Object position labeling entries
* begin *

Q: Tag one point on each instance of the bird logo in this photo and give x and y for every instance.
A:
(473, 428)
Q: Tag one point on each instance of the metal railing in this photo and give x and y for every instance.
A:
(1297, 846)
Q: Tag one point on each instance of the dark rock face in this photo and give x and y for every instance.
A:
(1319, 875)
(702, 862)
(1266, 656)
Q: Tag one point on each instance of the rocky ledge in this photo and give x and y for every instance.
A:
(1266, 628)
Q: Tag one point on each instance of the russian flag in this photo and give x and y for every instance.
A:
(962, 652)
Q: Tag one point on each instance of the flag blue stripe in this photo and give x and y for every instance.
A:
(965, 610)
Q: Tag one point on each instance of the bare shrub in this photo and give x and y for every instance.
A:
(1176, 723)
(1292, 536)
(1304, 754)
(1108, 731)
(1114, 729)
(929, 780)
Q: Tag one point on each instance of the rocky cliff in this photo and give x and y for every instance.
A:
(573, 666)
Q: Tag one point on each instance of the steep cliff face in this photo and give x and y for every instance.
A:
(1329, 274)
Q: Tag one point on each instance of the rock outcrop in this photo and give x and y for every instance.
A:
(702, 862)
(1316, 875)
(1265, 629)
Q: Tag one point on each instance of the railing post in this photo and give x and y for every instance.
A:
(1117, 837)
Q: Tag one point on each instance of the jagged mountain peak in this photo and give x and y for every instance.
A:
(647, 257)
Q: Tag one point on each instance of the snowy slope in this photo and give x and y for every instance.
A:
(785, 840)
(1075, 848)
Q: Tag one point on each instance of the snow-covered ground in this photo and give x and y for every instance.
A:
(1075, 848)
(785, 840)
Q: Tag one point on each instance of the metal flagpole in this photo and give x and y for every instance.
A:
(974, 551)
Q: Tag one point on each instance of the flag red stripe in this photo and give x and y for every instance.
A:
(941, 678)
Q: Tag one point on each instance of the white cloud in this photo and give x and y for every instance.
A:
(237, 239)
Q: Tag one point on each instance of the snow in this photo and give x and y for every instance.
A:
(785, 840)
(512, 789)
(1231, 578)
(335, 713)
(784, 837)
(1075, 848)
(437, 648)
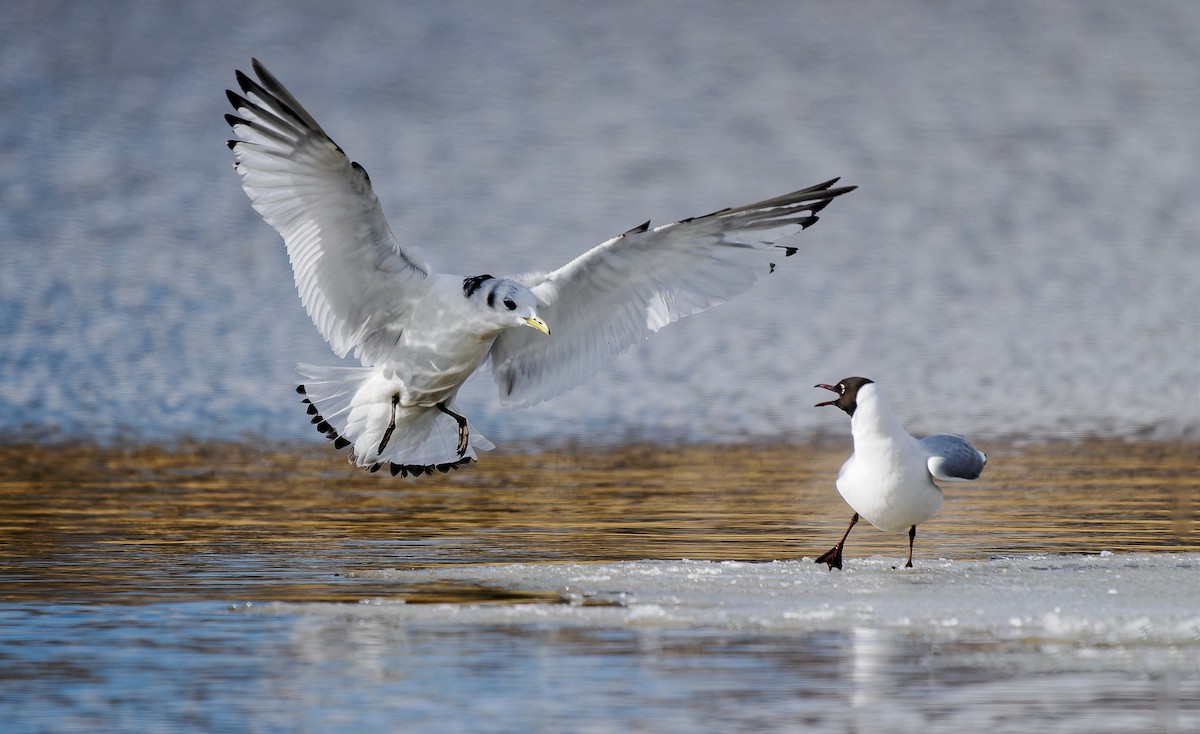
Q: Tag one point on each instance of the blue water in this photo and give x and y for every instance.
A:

* end *

## Exercise task
Rewrite the rows from the line with "Q: Tag one point on each instance of the white" through the end of the rows, including the requests, and scale every x and y coordinate in the answers by 1.25, rounding to whole numbers with halves going up. Leave the pictures out.

## Correct answer
Q: Tag one point on each instance of the white cloud in this photo and give x and y for every instance.
A:
(296, 299)
Q: Tag one point on each instance of the snow in this photo and give x and y for every instance.
A:
(981, 1050)
(640, 986)
(1539, 723)
(419, 891)
(980, 1046)
(1344, 1060)
(546, 810)
Q: Tag one point on each instance of the blue water in this photo and give x and y for every instance.
A:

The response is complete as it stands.